Task instructions =>
For each statement about the acid-base exercises, answer yes or no depending on whether it agrees with the acid-base exercises, and quote the words that decide it: (a) The third pKa given for Arginine is 12.48. (b) The technician titrated with 0.021M NaOH. (c) The tris hydrochloride has a formula weight of 157.60.

━━ Selected extract ━━

Graphs that illustrate your answers are very powerful!
The following pKa's for Arginine are useful;

pK₁=1.823 pK₂=8.991 pK₃=12.48
The fully protonated form may be expressed this way; H₃L²⁺

• Your laboratory technician was trying to find the pKa for a weak acid and titrated with 0.0021M NaOH, but you can tell that the curve is wrong because you know that the

    pKa = 4.6. The technician insists that the titration was correct. You prove that it was      incorrect by reproducing the curve on a spreadsheet graph. You find that you are working with a chemical illiterate when the tech says that it must have been a diprotic system, so you reproduce a diprotic titration using pK₁ = 4.78 and pK₂ = 9.97.

• a. Use systematic treatment of equilibria to derive the fractional composition of each component of a tetraprotic system.

b. Derive the Henderson-Hasselbach equation from the weak acid equilibrium expression. (Hint- no substitutions are necessary)

Now create a table that shows how pH changes as the ratio of conjugate base/acid changes. Use numbers like 100:1, 75:1, -> 1:100. 
Finally, find the pH of a solution prepared by dissolving 12.43g tris buffer FW 121.14(B) and 4.67g tris hydrochloride FW 157.60 (BH+) in 1.00L water.

━━━
━━ Data records ━━

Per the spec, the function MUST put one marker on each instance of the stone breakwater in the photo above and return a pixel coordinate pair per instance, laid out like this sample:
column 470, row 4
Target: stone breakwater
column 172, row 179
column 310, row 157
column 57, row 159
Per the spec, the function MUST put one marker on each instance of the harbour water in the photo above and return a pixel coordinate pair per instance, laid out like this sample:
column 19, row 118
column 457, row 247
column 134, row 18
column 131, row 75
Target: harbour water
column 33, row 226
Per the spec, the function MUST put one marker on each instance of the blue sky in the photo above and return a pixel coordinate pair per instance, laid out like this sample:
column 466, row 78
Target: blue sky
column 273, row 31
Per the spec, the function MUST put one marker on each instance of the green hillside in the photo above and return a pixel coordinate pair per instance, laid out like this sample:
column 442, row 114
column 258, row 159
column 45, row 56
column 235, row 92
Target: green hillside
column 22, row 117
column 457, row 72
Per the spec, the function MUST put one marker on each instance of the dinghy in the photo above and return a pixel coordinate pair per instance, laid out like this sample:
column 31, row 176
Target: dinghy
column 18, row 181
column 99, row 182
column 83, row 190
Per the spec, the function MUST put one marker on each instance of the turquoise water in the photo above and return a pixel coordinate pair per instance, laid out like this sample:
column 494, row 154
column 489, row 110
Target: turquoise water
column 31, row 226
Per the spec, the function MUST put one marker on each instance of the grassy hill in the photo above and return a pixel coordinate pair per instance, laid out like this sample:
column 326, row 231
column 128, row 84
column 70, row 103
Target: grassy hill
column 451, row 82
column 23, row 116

━━━

Exercise result =>
(a) Yes: "pK₃=12.48"
(b) No: "titrated with 0.0021M NaOH"
(c) Yes: "4.67g tris hydrochloride FW 157.60 (BH+)"